DOCUMENT TEXT:
◇ ◇ ◇
I listen to Owl City, because I know how much you hated it.
I'm afraid to look at my own wall, because I kept the sticker you gave me, and it's right in the middle.
I wake up too early, because the morning winter chill brings me the security that left with you.
I write blogs, because I think you liked them once.
I cut my nails too short, because it doesn't hurt when I clentch my fists.
I watch Skins, because you said it was better than Gossip Girl.
I wear jumpers on the hottest days, because I still feel cold.
I deleted all my text messages, becaue I couldn't just delete yours.
I hid all sharp objects, because I can't do that to myself.
I wrote you a letter, because I thought it would help.
I said my feelings were gone, because they are.
I cry too much, because I can't help remembering.
I can't sleep most nights, because of the memories.
I fall quiet and wear my pensive face, because I forget how to talk.
I won't eat avocados, because they are your eyes.
I cut my hair, because you liked how it used to be.
I take deep breaths, because I knew I was right.
I love my friends, because they were all wrong.
I write down my feelings, because I don't really know what they are.
I fall for everyone, because they aren't you.
But, really...
I enjoy the feeling of crapness spinning through my mind, with each Owl City song.
I smile, because the sticker tells me to.
I love cold, winter mornings.
I write blogs, because I'm waiting for Gossip Girl to load.
And I cut my nails short, by accident.
I love Sid and Michell and Tony and Maxie and Effie and Jal and Cassie, but not Anwar. And, Gossip Girl is better than Skins.
I live in warm wooley jumpers, no matter the weather.
I deleted yours first.
The letter did help.
The letter made me realise that I don't like you anymore.
I cry when I'm embarassed, and I'm embarassed when I cry, so I cry more.
I can't sleep because I dream of terrible things, and wake up happy.
I have a pensive face now, so's I don't say stupid things or make bad jokes or cry in embarassment, I just look at you, when you blow out the pretty flame, dancing in my eyes as I play with my cheap lighter.
I hate avocados, and I always have.
I cut my hair like the Tony & Guy ad, because I wanted to be a pixie.
I take deep breaths, as I write this, and wonder if you, or anyone, will ever read it. But really, I don't care, so I write on.
◇ ◇ ◇
Extracted data entries
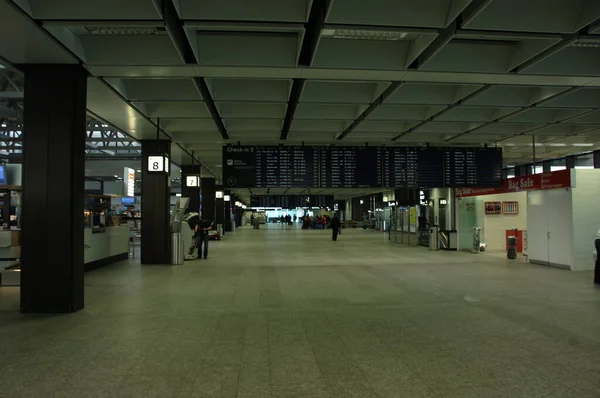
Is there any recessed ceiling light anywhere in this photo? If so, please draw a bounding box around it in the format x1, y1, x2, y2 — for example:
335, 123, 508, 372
321, 29, 406, 40
86, 26, 165, 35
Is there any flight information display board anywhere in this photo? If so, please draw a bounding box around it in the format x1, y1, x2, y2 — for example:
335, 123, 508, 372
223, 146, 319, 188
319, 147, 383, 188
383, 147, 419, 188
444, 148, 502, 188
250, 195, 335, 209
223, 146, 502, 190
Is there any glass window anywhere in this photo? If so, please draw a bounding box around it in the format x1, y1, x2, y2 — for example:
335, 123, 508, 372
575, 153, 594, 169
550, 158, 567, 171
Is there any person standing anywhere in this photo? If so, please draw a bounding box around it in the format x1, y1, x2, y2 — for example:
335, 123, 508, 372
195, 216, 212, 260
330, 213, 341, 242
594, 229, 600, 285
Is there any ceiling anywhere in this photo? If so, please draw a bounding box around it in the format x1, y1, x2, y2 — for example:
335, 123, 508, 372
0, 0, 600, 182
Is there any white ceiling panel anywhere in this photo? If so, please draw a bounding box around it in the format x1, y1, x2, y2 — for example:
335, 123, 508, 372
367, 104, 445, 120
123, 79, 202, 102
177, 0, 309, 22
386, 83, 482, 105
209, 79, 291, 102
327, 0, 452, 28
218, 102, 287, 119
294, 103, 359, 120
313, 39, 411, 69
197, 32, 298, 66
133, 101, 210, 119
300, 81, 389, 104
225, 119, 283, 131
435, 106, 519, 122
28, 0, 160, 21
466, 0, 600, 33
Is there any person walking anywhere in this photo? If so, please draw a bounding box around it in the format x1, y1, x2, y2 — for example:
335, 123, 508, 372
330, 213, 341, 242
195, 216, 212, 260
594, 229, 600, 285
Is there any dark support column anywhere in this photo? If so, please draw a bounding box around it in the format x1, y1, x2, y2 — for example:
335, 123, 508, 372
21, 65, 87, 313
181, 165, 202, 213
515, 165, 527, 177
200, 178, 217, 221
542, 161, 550, 173
141, 140, 171, 264
215, 185, 225, 235
223, 191, 233, 232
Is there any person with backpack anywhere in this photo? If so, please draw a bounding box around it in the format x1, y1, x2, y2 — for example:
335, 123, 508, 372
330, 213, 342, 242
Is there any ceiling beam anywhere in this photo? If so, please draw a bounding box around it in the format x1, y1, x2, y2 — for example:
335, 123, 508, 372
279, 0, 331, 140
509, 18, 600, 73
408, 0, 492, 70
153, 0, 229, 140
391, 85, 494, 141
336, 82, 404, 141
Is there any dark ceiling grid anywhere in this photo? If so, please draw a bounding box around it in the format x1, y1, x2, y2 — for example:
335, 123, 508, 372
408, 0, 492, 70
510, 19, 600, 73
391, 85, 494, 141
279, 0, 331, 140
153, 0, 229, 140
445, 87, 587, 142
336, 82, 404, 141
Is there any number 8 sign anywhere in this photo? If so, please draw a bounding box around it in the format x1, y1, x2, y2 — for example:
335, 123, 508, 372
148, 155, 169, 173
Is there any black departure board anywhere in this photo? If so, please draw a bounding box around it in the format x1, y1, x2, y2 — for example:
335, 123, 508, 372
250, 195, 334, 209
223, 146, 502, 190
319, 147, 383, 188
419, 148, 444, 188
444, 148, 502, 188
383, 147, 419, 188
223, 146, 319, 188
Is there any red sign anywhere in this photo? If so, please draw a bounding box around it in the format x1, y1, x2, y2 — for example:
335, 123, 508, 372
456, 170, 571, 198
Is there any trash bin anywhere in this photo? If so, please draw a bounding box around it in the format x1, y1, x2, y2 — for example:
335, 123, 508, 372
429, 226, 440, 250
171, 232, 183, 265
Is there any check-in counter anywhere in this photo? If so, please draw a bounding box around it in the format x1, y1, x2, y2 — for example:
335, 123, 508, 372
84, 225, 129, 271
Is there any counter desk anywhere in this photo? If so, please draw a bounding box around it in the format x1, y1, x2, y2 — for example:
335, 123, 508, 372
84, 225, 129, 271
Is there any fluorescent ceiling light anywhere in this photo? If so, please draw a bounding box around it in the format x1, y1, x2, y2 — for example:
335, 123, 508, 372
86, 26, 164, 35
569, 39, 600, 48
321, 29, 406, 41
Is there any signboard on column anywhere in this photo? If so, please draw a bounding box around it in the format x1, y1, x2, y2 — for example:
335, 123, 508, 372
123, 167, 135, 197
148, 155, 170, 174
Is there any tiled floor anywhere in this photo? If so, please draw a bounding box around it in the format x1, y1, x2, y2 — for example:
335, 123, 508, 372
0, 226, 600, 398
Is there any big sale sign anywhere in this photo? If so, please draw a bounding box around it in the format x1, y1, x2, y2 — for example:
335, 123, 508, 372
456, 170, 571, 198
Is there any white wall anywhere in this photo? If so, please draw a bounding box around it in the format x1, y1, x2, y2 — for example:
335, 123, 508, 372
431, 188, 454, 229
475, 192, 527, 251
572, 169, 600, 270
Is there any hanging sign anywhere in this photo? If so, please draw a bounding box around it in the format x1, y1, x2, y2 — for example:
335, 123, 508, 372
148, 155, 170, 174
456, 169, 572, 198
123, 167, 135, 197
185, 175, 200, 188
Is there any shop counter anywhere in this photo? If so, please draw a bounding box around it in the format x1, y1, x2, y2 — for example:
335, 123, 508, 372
84, 225, 129, 271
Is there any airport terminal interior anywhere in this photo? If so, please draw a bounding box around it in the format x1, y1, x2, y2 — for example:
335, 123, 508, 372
0, 0, 600, 398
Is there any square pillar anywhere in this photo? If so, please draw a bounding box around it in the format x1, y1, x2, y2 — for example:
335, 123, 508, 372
215, 185, 225, 235
141, 140, 171, 264
181, 165, 202, 213
200, 178, 217, 221
223, 191, 235, 232
21, 64, 87, 313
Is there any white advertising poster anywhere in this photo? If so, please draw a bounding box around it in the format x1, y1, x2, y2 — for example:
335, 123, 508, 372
123, 167, 135, 197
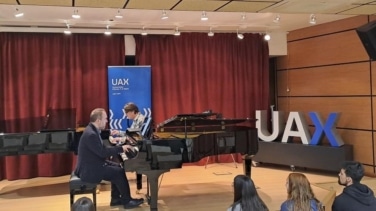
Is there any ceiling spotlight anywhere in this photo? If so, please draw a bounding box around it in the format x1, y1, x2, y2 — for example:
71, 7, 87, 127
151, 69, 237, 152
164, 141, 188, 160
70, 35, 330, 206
240, 13, 247, 21
201, 11, 209, 21
64, 24, 72, 34
161, 10, 168, 20
309, 14, 316, 25
115, 10, 123, 19
174, 27, 180, 36
72, 10, 81, 19
208, 27, 214, 37
141, 26, 148, 36
104, 25, 112, 35
236, 29, 244, 40
273, 14, 281, 23
14, 8, 23, 18
264, 33, 270, 41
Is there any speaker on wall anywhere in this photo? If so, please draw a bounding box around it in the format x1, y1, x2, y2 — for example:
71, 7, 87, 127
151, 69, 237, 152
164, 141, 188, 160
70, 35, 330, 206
356, 20, 376, 60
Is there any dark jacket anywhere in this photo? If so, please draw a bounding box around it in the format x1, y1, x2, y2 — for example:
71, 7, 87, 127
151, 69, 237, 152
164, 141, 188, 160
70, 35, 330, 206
332, 183, 376, 211
281, 199, 320, 211
75, 123, 123, 183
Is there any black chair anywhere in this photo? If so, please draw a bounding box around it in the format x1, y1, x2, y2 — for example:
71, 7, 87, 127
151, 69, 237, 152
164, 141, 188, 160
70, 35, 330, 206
0, 135, 28, 156
19, 133, 50, 155
45, 131, 73, 152
69, 171, 97, 210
◇ ◇ ◇
DIRECTIONS FOR THIS TASK: Reproduce word for word the stretch of the post about getting over someone from "I cut my nails too" through "still feel cold.". These items were taken from a separate source.

CORRECT ANSWER:
I cut my nails too short, because it doesn't hurt when I clentch my fists.
I watch Skins, because you said it was better than Gossip Girl.
I wear jumpers on the hottest days, because I still feel cold.